__Work required__
Find the line containing "Exercise. Point out each instance of the trimmed". Retype it and every line after it through the end of the entries, exactly as written, with nothing added.

__Records for processing__
########

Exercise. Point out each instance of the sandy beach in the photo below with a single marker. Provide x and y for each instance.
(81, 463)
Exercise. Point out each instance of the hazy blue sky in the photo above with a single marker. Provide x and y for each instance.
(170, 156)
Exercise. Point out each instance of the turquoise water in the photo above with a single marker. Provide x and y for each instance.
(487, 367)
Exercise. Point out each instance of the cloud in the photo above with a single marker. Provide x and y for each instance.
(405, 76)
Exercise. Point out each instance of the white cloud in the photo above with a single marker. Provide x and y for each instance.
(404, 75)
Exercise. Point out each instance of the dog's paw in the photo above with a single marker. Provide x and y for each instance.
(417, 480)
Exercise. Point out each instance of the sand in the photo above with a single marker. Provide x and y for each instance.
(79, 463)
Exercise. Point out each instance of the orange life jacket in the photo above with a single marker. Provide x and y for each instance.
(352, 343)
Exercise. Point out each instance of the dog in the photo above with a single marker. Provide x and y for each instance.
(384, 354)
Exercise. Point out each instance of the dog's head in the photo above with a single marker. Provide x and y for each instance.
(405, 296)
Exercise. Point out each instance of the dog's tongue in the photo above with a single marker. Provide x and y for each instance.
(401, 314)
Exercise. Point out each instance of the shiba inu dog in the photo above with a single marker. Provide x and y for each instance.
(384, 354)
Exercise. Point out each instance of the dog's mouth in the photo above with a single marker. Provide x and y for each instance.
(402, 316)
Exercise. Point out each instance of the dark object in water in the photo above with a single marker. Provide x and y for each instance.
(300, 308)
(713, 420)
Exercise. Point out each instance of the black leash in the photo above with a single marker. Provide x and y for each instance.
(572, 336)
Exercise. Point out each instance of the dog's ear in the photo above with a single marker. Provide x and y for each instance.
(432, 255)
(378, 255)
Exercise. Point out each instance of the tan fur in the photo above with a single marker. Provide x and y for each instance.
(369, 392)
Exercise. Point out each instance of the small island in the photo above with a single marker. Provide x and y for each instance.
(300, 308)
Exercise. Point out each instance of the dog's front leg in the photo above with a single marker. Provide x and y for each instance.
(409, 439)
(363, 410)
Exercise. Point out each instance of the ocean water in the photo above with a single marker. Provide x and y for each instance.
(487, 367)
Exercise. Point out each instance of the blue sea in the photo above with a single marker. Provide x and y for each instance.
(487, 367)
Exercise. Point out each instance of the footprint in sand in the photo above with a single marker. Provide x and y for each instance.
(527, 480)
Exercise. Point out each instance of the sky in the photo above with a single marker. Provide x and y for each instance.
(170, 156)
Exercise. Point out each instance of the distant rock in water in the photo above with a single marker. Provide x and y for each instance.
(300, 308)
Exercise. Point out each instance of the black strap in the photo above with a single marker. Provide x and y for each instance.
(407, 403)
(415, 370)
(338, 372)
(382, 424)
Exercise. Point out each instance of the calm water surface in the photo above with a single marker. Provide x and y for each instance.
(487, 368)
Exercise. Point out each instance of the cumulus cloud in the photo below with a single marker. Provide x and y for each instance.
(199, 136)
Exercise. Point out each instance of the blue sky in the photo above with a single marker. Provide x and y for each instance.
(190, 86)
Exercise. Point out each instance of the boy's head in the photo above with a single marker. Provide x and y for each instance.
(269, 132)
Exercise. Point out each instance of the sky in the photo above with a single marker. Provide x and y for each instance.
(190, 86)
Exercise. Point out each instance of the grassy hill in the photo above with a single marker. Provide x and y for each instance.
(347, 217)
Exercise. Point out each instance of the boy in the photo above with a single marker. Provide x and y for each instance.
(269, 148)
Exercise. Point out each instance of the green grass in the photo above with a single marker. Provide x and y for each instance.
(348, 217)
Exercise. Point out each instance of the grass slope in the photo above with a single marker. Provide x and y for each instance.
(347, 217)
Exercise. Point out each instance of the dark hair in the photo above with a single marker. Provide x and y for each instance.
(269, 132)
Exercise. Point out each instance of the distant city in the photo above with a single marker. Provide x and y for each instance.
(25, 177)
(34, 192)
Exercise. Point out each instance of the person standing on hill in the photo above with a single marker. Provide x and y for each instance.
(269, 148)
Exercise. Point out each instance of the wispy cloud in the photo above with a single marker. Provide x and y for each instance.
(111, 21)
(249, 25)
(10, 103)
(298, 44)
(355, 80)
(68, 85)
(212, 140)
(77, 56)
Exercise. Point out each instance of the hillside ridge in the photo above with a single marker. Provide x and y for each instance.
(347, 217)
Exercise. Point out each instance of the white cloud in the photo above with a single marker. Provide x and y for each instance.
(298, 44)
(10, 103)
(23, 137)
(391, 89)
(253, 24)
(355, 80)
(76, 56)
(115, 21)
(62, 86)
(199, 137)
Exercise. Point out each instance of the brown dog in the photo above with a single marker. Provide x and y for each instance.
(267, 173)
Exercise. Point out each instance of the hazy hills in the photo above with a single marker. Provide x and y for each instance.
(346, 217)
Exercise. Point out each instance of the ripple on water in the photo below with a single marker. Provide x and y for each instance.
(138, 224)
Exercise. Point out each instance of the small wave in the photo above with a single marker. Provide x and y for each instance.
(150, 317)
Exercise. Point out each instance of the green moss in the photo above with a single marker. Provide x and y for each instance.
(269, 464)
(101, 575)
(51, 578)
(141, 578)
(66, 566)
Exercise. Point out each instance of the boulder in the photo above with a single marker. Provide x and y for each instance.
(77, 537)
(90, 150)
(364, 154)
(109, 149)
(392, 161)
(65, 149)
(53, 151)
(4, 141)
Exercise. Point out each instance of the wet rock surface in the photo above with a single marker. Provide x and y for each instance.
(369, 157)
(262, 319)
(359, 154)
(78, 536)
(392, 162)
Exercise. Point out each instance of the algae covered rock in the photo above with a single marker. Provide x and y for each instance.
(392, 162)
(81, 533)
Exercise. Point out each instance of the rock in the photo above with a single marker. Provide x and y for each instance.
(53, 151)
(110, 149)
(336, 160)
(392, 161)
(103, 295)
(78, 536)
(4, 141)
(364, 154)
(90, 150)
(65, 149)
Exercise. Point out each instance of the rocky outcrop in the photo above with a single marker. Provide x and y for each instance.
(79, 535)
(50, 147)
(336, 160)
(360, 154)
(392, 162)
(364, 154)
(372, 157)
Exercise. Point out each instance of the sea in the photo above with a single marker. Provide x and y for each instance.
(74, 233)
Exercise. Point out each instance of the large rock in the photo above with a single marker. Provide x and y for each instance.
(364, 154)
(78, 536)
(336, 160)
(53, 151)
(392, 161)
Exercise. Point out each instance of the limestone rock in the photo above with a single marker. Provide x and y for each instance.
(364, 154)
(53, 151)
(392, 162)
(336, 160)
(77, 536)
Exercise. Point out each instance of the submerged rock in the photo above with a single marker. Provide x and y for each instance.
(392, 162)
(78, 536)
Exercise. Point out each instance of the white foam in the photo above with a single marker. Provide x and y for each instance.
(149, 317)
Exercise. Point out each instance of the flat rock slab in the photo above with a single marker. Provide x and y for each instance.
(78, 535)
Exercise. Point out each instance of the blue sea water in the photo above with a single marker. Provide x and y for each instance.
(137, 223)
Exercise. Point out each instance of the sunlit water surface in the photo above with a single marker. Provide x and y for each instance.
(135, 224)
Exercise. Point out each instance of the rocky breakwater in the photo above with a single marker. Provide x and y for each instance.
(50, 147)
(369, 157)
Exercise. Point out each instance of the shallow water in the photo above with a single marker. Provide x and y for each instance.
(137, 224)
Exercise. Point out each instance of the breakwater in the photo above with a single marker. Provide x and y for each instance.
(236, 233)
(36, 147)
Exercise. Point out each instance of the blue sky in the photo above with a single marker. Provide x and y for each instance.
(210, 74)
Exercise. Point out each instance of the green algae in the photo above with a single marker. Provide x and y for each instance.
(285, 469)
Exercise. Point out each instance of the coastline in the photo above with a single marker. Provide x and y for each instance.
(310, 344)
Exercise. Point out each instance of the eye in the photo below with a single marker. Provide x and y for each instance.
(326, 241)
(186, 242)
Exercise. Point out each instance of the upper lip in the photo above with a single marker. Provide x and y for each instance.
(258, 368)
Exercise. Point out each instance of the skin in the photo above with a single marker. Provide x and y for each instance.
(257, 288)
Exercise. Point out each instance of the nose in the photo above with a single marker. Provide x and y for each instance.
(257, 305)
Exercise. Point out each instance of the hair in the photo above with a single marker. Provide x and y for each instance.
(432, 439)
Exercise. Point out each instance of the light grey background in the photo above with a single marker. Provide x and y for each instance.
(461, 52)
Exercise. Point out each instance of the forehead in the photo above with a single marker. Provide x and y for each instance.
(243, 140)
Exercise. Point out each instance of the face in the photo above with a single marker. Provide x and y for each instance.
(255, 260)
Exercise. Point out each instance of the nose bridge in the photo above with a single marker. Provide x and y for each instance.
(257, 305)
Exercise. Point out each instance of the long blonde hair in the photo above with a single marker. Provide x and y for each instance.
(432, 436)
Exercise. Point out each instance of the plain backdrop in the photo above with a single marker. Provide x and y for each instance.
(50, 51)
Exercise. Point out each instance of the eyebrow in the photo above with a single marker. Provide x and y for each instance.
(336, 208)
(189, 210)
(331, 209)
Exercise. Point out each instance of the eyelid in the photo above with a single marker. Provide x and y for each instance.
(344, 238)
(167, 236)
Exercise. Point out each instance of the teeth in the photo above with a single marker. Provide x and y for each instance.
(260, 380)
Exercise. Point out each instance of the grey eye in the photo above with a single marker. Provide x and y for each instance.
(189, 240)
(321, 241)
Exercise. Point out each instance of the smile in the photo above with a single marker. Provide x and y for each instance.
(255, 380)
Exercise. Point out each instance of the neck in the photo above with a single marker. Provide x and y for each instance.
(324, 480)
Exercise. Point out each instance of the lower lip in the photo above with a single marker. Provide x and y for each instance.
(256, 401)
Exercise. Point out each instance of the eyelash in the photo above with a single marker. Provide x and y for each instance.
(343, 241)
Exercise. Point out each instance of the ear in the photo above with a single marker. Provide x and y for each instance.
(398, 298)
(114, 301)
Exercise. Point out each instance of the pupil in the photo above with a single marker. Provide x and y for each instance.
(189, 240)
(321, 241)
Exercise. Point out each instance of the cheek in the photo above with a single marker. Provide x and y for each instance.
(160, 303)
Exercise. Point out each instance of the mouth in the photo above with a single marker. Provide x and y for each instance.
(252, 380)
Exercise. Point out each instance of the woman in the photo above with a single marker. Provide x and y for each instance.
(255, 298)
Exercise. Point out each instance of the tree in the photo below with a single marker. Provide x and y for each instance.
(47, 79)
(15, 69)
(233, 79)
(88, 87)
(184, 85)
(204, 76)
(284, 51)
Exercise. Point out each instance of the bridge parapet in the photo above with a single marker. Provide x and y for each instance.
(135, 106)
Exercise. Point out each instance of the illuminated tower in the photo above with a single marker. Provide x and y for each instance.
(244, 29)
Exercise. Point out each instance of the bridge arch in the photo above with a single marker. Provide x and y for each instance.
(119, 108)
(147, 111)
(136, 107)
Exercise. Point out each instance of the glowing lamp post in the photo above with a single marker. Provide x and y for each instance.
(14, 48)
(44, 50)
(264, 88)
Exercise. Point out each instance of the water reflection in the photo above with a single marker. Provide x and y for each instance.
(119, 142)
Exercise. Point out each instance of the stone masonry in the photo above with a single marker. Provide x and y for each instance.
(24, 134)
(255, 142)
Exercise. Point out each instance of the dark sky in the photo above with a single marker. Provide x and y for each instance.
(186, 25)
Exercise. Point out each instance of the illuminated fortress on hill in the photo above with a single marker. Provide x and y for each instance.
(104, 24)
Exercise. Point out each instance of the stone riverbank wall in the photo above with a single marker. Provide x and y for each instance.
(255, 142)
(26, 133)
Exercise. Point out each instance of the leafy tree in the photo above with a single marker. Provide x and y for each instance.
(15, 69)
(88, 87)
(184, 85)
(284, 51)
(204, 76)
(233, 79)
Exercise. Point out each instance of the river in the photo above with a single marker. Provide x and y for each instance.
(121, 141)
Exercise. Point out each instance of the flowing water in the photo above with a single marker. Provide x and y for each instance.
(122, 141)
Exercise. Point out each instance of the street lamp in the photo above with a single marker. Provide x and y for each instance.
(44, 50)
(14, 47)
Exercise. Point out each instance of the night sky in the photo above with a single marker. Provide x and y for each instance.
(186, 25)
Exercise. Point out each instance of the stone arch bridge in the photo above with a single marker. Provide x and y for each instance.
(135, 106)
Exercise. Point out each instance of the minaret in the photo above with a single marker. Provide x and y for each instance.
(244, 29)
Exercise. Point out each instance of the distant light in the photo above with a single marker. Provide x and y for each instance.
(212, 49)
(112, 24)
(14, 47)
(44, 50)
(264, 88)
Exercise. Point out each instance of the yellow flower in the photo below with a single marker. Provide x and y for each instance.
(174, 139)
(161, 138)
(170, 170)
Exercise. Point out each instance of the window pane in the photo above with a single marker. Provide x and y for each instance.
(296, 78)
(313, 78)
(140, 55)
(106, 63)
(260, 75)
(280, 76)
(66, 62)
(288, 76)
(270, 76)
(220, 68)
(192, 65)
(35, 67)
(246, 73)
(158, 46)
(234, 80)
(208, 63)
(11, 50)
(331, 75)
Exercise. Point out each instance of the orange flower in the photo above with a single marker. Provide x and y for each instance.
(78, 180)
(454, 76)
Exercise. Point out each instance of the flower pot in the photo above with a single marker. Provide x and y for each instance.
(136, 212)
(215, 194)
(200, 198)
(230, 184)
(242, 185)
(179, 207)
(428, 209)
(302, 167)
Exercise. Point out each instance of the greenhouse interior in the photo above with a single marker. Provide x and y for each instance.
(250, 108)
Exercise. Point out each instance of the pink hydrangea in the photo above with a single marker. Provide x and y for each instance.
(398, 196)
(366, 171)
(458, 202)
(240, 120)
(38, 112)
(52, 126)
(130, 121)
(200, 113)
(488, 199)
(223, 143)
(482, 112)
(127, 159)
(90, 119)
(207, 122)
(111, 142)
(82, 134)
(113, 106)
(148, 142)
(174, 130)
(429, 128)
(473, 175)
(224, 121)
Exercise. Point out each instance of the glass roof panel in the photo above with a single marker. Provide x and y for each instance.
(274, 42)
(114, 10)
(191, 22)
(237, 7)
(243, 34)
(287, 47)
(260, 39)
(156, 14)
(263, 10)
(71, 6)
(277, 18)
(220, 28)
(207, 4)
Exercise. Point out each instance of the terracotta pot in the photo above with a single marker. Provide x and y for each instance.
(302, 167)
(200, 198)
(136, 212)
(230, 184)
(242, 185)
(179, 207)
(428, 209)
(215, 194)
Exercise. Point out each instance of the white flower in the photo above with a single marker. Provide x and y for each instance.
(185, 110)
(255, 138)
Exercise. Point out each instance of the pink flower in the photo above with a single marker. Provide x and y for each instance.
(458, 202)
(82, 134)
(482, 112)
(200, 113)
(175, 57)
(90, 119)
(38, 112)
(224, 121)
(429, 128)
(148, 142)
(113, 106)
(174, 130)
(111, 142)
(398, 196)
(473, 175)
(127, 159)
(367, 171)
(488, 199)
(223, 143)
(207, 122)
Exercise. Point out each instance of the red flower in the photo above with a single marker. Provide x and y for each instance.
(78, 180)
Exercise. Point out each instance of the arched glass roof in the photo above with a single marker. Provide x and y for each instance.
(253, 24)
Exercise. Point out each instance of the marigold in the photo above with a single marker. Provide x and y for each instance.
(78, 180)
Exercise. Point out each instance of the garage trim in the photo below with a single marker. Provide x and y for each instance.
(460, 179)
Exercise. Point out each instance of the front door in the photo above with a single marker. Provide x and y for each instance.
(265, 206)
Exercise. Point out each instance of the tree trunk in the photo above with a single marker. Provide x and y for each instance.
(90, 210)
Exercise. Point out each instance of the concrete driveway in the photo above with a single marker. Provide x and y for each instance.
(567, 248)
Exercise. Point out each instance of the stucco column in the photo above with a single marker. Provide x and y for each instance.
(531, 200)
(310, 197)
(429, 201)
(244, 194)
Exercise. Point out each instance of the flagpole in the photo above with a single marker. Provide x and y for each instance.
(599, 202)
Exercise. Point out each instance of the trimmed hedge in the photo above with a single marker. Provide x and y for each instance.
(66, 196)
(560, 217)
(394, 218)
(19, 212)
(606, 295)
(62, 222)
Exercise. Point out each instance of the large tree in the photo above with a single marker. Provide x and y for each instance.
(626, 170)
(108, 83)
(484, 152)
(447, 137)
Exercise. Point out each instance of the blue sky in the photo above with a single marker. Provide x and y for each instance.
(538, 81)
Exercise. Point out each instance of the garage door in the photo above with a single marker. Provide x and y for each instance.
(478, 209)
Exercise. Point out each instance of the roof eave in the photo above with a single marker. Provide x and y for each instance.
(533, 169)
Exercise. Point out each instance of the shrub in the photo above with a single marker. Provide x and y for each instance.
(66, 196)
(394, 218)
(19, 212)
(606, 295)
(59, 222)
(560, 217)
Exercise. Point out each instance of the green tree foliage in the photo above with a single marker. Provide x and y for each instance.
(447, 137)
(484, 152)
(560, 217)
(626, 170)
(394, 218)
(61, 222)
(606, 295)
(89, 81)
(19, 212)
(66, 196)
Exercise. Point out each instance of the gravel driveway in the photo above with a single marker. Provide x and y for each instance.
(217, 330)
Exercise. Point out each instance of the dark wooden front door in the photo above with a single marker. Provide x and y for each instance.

########

__Result of this task__
Exercise. Point out each instance of the trimmed hedge in the photo above with a single marker. Provide x and y for each instance.
(66, 196)
(560, 217)
(394, 218)
(19, 212)
(606, 295)
(62, 222)
Exercise. Point out each instance of the large tree in the photo above with a single marker. Provide x and y for each instance.
(626, 170)
(108, 83)
(484, 152)
(447, 137)
Exercise. Point out each instance of the blue sky in the photo above with a single marker. Provide x and y for each instance.
(538, 81)
Exercise. Point out each instance of the garage door in the photo above with a single marker. Provide x and y for each instance.
(478, 209)
Exercise. Point out each instance of the roof eave in the photo above with a single marker. Provide x and y for each instance.
(533, 169)
Exercise. Point out each instance of the shrub in the photo above with a single marker. Provide x and y for each instance.
(66, 196)
(394, 218)
(19, 212)
(606, 295)
(59, 222)
(560, 217)
Exercise. Point out each instance of the green tree foliage in the photo above with a single marker. Provide x and y for each instance.
(447, 137)
(484, 152)
(560, 217)
(626, 170)
(394, 218)
(61, 222)
(606, 295)
(89, 81)
(19, 212)
(66, 196)
Exercise. Point out each instance of the gravel driveway in the photo above with a single marker. Provide x and y for each instance.
(217, 330)
Exercise. Point out each instance of the dark wooden front door in the photo above with a single marker. Provide x and y for each instance.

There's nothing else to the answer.